[Part of a data file]
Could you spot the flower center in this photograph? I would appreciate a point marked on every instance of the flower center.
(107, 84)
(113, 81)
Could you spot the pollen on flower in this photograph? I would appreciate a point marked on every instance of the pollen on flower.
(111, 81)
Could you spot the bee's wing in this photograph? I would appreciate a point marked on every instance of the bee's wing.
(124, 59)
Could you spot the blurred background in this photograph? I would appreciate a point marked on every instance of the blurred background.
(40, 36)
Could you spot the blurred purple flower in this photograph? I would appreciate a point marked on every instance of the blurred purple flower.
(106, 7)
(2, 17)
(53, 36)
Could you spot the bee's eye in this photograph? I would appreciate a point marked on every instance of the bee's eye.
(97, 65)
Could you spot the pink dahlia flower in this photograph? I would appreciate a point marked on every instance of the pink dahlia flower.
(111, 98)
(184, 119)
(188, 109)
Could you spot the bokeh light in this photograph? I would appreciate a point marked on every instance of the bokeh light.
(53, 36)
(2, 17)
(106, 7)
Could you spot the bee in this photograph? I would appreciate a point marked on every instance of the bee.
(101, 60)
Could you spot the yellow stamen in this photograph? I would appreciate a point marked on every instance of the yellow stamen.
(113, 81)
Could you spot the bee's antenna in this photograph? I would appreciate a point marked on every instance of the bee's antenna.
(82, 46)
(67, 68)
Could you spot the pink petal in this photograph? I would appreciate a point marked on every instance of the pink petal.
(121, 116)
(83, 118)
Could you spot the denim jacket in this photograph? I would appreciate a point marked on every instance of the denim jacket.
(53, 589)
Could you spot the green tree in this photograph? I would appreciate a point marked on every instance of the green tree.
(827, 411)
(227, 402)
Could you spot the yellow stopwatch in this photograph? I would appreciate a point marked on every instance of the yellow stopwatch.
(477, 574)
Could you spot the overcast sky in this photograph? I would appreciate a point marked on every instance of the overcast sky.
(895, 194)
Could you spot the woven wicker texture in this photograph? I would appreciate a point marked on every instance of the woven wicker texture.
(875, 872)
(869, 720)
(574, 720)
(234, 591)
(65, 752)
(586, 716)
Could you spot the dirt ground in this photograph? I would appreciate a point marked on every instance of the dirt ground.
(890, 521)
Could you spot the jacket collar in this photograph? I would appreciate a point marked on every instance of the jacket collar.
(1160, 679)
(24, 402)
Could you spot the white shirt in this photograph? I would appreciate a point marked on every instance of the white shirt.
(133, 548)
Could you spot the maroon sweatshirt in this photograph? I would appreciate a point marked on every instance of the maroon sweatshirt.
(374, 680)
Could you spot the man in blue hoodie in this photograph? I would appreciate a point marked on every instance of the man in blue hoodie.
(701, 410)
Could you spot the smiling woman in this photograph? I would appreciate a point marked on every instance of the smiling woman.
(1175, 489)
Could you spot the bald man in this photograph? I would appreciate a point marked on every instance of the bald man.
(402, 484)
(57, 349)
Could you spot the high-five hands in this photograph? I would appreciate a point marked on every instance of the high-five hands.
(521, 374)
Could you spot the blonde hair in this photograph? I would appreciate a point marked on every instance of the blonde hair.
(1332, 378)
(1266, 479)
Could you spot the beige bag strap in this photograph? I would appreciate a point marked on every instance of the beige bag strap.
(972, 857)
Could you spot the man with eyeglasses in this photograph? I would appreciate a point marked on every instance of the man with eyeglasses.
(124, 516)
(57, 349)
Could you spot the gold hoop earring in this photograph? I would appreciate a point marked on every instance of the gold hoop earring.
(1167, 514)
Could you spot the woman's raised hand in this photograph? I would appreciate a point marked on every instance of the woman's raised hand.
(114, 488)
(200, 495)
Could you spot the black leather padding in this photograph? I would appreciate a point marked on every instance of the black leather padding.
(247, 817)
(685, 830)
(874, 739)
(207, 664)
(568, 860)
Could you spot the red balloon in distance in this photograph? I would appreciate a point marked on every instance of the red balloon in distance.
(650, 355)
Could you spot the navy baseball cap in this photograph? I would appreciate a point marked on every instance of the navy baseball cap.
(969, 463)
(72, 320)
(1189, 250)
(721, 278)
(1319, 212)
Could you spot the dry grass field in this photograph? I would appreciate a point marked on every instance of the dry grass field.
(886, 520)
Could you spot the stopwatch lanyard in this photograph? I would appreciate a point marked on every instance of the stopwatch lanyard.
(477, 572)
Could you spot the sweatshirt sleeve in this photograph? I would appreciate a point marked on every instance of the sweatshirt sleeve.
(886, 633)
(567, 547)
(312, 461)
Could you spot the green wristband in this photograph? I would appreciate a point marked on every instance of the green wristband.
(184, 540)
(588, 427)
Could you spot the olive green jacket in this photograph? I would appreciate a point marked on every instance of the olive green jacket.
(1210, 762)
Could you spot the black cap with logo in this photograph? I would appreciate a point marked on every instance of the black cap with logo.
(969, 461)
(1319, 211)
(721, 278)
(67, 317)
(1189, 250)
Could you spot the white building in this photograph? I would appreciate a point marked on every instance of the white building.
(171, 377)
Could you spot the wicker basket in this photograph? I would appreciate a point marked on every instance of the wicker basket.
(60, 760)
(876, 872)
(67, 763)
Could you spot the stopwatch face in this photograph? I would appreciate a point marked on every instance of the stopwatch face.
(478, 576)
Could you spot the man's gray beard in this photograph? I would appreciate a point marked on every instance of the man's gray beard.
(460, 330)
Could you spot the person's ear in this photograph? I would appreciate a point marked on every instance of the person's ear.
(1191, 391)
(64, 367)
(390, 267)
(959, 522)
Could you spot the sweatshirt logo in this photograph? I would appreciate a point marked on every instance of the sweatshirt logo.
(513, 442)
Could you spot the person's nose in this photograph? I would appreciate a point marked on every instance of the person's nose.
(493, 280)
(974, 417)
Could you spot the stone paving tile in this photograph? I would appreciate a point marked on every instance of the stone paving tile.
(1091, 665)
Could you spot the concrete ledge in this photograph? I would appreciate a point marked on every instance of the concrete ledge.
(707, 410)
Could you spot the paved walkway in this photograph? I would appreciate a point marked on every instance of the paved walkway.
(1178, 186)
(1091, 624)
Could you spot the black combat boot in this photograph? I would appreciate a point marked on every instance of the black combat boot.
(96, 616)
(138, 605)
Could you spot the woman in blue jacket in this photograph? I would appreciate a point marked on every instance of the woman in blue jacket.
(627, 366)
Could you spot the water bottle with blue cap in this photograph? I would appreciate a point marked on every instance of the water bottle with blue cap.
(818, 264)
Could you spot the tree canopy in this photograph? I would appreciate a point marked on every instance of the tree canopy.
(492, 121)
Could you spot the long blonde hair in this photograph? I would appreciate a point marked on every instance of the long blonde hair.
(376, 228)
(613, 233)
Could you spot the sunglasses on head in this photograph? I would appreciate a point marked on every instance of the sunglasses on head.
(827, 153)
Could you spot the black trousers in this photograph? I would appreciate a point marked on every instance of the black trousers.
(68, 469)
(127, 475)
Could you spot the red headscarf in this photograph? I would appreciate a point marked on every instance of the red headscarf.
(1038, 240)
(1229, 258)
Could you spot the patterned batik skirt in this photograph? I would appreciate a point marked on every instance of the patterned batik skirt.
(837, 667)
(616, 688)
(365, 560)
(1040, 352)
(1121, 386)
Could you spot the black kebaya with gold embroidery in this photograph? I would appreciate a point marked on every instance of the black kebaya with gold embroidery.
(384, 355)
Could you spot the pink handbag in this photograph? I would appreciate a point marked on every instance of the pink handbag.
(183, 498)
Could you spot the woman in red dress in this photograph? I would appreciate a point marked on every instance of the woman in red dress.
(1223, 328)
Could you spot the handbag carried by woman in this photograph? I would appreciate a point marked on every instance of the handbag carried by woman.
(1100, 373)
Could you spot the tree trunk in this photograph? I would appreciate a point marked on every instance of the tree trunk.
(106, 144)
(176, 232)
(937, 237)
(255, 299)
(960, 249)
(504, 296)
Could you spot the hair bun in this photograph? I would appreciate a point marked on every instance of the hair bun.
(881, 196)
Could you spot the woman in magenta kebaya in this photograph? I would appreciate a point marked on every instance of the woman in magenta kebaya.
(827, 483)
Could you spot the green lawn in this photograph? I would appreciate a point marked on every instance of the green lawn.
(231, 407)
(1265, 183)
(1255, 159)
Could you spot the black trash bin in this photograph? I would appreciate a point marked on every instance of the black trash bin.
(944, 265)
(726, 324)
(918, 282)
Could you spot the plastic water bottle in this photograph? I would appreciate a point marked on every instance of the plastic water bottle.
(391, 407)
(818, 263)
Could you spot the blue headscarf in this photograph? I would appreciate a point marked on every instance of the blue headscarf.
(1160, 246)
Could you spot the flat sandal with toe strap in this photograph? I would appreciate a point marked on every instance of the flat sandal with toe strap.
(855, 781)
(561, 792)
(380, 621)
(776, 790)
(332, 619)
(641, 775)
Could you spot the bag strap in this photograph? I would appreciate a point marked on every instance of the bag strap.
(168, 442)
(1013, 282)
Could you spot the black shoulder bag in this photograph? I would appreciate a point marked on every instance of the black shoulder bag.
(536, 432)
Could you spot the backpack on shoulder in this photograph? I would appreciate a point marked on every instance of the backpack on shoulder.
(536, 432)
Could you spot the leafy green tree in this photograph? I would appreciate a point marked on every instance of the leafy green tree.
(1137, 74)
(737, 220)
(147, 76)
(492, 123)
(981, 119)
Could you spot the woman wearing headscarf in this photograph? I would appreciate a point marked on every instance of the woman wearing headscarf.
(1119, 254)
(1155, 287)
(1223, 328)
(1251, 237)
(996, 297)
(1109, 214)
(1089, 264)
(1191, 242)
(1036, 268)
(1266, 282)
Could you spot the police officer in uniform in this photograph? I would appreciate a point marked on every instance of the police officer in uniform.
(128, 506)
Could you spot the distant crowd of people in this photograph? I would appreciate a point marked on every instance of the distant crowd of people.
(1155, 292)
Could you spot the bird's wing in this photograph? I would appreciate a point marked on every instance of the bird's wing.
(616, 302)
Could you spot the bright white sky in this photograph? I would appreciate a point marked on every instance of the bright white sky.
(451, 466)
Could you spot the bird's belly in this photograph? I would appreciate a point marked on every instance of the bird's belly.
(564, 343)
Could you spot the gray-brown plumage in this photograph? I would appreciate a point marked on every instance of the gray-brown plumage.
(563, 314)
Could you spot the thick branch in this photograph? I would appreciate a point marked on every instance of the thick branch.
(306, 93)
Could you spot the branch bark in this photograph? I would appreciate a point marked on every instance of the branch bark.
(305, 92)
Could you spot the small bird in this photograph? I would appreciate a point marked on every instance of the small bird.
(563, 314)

**Do this:**
Could you update the material starting at the line that has "Could you spot the branch" and running through its end, swapping "small bird" for "songbird" and leaving everything else as it is?

**Response:**
Could you spot the branch bark in this photograph? I would appreciate a point marked on every instance of the branch bark.
(305, 92)
Could you spot the songbird in this photograph? I would appreciate a point marked on every instance of the songbird.
(563, 314)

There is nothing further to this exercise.